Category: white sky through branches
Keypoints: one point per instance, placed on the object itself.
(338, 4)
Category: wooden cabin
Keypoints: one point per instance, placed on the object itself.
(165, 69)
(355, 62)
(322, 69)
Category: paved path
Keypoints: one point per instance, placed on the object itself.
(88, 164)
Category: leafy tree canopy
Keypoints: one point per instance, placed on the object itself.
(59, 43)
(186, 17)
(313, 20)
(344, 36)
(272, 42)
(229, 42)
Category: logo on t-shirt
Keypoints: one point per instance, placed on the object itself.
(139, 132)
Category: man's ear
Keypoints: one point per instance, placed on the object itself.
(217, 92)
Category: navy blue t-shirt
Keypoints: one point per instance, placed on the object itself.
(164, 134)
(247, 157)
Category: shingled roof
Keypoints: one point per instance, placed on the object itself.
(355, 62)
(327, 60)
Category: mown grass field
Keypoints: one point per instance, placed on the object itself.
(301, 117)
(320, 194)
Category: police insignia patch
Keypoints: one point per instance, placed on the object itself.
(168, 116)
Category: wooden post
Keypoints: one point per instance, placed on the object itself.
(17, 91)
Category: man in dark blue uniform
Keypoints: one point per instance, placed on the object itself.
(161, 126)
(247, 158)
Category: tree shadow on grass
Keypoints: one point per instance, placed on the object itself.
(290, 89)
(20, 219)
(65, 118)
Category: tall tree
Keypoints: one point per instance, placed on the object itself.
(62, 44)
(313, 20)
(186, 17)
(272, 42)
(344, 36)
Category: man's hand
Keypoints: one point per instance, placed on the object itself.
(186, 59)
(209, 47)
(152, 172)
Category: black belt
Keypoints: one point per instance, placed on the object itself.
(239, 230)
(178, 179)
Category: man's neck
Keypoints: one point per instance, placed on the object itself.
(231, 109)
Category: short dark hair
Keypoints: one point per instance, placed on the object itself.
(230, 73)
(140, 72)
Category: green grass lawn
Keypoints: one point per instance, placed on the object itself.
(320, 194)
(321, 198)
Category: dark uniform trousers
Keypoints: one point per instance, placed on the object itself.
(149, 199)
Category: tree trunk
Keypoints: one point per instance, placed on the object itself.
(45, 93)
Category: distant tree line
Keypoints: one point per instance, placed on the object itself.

*****

> [Instruction]: The listing above should be transcribed in full, exactly as written.

> [Answer to the problem]:
Category: white sky through branches
Keypoints: one point per instance, placed on the object itself.
(338, 4)
Category: wooden cabin
Keypoints: one point per instance, placed on the object itself.
(165, 69)
(355, 62)
(322, 69)
Category: paved path
Keypoints: one point per instance, placed on the object itself.
(88, 164)
Category: leafy tree canopy
Keypoints: one point per instance, placed on the object itself.
(59, 43)
(186, 17)
(313, 20)
(344, 36)
(272, 42)
(229, 42)
Category: logo on t-shirt
Keypoints: one point per instance, placed on the object itself.
(139, 132)
Category: man's ear
Keypoints: one point per instance, placed on the object itself.
(217, 92)
Category: navy blue t-shirt
Keypoints: one point per instance, placed on the object itself.
(164, 134)
(247, 157)
Category: shingled roof
Keypoints: one point per instance, placed on the object itself.
(355, 62)
(327, 60)
Category: mown grass field
Keypoints: one point per instance, placed on the object itself.
(301, 117)
(320, 194)
Category: police insignia patch
Keypoints: one point per instance, placed on the object itself.
(168, 116)
Category: wooden post
Keypoints: one point per instance, placed on the object itself.
(17, 91)
Category: man in dark blue uniform
Keypoints: one point per instance, placed on the object itself.
(161, 126)
(247, 158)
Category: tree shadow on grass
Keypoints: one point per instance, placed on the object itself.
(290, 89)
(20, 219)
(65, 118)
Category: tall tree
Keypoints: one point per instance, placed on the object itself.
(62, 44)
(313, 20)
(186, 17)
(272, 42)
(344, 36)
Category: man's hand
Keypoints: one point per instance, placed on the object itself.
(186, 59)
(209, 47)
(152, 172)
Category: black belt
Keypoints: one point per instance, placed on the object itself.
(239, 230)
(178, 179)
Category: man's neck
Keypoints: one point per instance, placed on the object itself.
(231, 109)
Category: short dark hair
Keypoints: one point per instance, placed on the object itself.
(230, 73)
(140, 72)
Category: green grass lawn
Keypoints: one point per instance, placed on the object itself.
(320, 194)
(321, 198)
Category: dark uniform trousers
Keypoints: one point per instance, placed on the object itself.
(149, 199)
Category: tree trunk
Keypoints: one point per instance, placed on the object itself.
(45, 93)
Category: distant tree line
Keypoints: one point per instance, placed on the object itself.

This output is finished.